Задание 1> За бюджет какого города, согласно фрагменту о договоре поручительства, поручилось физическое лицо из Новосибирской области?

Фрагмент документа>
++++

3. Всякий имеет право защищать свои права и интересы любыми не запрещёнными законодательством способами.
Слово выделено «свои». Заметьте: свои, а не чужие. Это, разумеется, не означает, что некоторые субъекты вполне могут защищать и чужие интересы, но такие субъекты всё же являются не теми самыми «всякими». А вот всякий как раз имеет право защищать только свои интересы и права. А обращение в суд производится именно за защитой прав, свобод и охраняемых законодательством интересов. Так каким же образом в таком случае можно допускать не просто разрешение, а вообще рассмотрение иска, начало самого искового производства, если в самом по себе исковом заявлении, например, не написано в явной форме какие именно права, свободы или охраняемые законом интересы заявитель вознамерился защищать путём обращения в суд? И от чего собственно? И в какой именно мере эти права, свободы и охраняемые законом интересы являются вообще его интересами, правами, свободами?
Опять, скажете, всё очевидно?
Объясните тогда рассмотрение и разрешение по существу иска должника, за которого поручился поручитель перед кредитором, в котором должник просит признать договор поручительства не то незаключённым, не то недействительным? Это какие такие свои права, свободы и охраняемые законом интересы защищает должник, если от того, что поручитель, не являясь никаким образом зависимым от него лицом взял на себя (на себя взял! а не возложил на другого!) обязанность перед кредитором отвечать за должника?
А как объяснить, если не безграмотностью и откровенной глупостью, если не подозревать много худшего, то, что как только физическое лицо в Новосибирской области поручилось за бюджет города Северска перед частным предприятием, то муниципальное образование обратилось за признанием такого договора поручительства недействительным в один из районных судов города Томска, последний иск удовлетворил, а у кассационной инстанции не только хватило то ли глупости, то ли наглости, оставить такое решение без изменения, но ещё и поморализировать в определении на ту тему, что „свобода договора не безгранична“? Вам не кажется, что за подобные словоблудия надобно судей дисквалифицировать сразу и отправлять на переподготовку и новую сдачу экзаменов? И это при том, что имеется обширная практика, например, арбитражных судов, причём в самых различных округах, которая прямо говорит о том, само по себе заключение договора поручительства вообще никак не изменяет права и обязанности должника? Хотя в данном случае так называемая судебная практика это не что иное, как шпаргалка для ленивых умом судей и иных юристов, ведь до такого элементарного вывода, что коль скоро должник не есть участник правоотношения в договоре поручительства, то его мнение по этому поводу вовсе не есть его, должника, дело, может додуматься даже троечник на третьем курсе юридического факультета. Если, конечно, возьмёт на себя труд не просто кормиться за счёт бюджета, и кормиться довольно жирно, а именно напрягать свои мыслительные способности?

++++

Строки к заданию>
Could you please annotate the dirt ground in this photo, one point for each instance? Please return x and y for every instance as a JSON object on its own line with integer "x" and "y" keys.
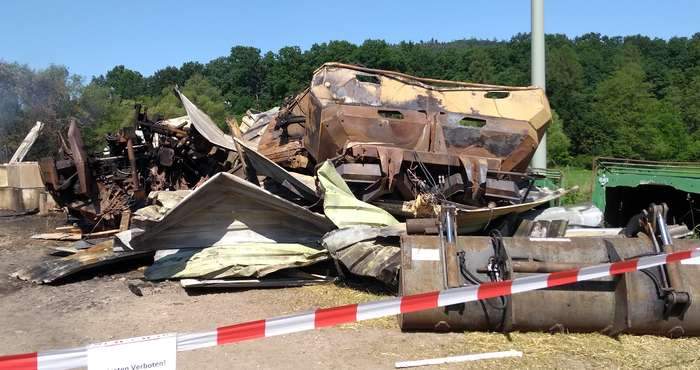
{"x": 99, "y": 306}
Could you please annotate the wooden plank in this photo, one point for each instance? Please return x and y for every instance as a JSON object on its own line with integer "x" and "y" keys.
{"x": 52, "y": 270}
{"x": 125, "y": 220}
{"x": 57, "y": 236}
{"x": 256, "y": 283}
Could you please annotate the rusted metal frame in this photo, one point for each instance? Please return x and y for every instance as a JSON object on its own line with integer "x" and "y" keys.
{"x": 446, "y": 159}
{"x": 427, "y": 82}
{"x": 79, "y": 155}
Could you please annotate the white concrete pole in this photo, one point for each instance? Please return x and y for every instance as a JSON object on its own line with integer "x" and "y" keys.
{"x": 537, "y": 74}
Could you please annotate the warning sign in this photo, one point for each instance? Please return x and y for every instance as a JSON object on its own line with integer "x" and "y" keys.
{"x": 157, "y": 352}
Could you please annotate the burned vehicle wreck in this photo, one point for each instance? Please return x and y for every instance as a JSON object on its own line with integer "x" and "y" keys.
{"x": 173, "y": 154}
{"x": 399, "y": 140}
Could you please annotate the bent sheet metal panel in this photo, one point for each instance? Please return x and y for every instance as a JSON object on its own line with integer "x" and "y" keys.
{"x": 237, "y": 260}
{"x": 341, "y": 206}
{"x": 471, "y": 220}
{"x": 264, "y": 166}
{"x": 204, "y": 124}
{"x": 226, "y": 210}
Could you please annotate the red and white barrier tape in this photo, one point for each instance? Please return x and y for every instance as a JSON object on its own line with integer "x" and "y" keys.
{"x": 323, "y": 317}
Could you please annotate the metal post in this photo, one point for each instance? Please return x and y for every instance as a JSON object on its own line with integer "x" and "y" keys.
{"x": 539, "y": 160}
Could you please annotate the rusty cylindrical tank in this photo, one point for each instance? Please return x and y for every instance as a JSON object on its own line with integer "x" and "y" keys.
{"x": 629, "y": 303}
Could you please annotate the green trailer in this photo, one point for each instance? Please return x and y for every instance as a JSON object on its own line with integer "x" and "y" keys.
{"x": 623, "y": 187}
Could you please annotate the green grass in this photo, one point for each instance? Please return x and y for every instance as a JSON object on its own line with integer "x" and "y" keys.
{"x": 580, "y": 177}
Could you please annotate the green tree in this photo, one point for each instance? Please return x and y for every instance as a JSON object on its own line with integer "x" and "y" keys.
{"x": 201, "y": 92}
{"x": 558, "y": 143}
{"x": 126, "y": 83}
{"x": 631, "y": 122}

++++

Задание 2> Перепишите строки к заданию, начиная со строки, где есть «Could you please annotate the green grass», и до последней строки включительно. Прибавьте 98 к каждой координате x и y в ответах, а все остальные строки оставьте без изменений.

Готовый ответ 1> За бюджет города Северска.

Готовый ответ 2>
Could you please annotate the green grass in this photo, one point for each instance? Please return x and y for every instance as a JSON object on its own line with integer "x" and "y" keys.
{"x": 678, "y": 275}
Could you please annotate the green tree in this photo, one point for each instance? Please return x and y for every instance as a JSON object on its own line with integer "x" and "y" keys.
{"x": 299, "y": 190}
{"x": 656, "y": 241}
{"x": 224, "y": 181}
{"x": 729, "y": 220}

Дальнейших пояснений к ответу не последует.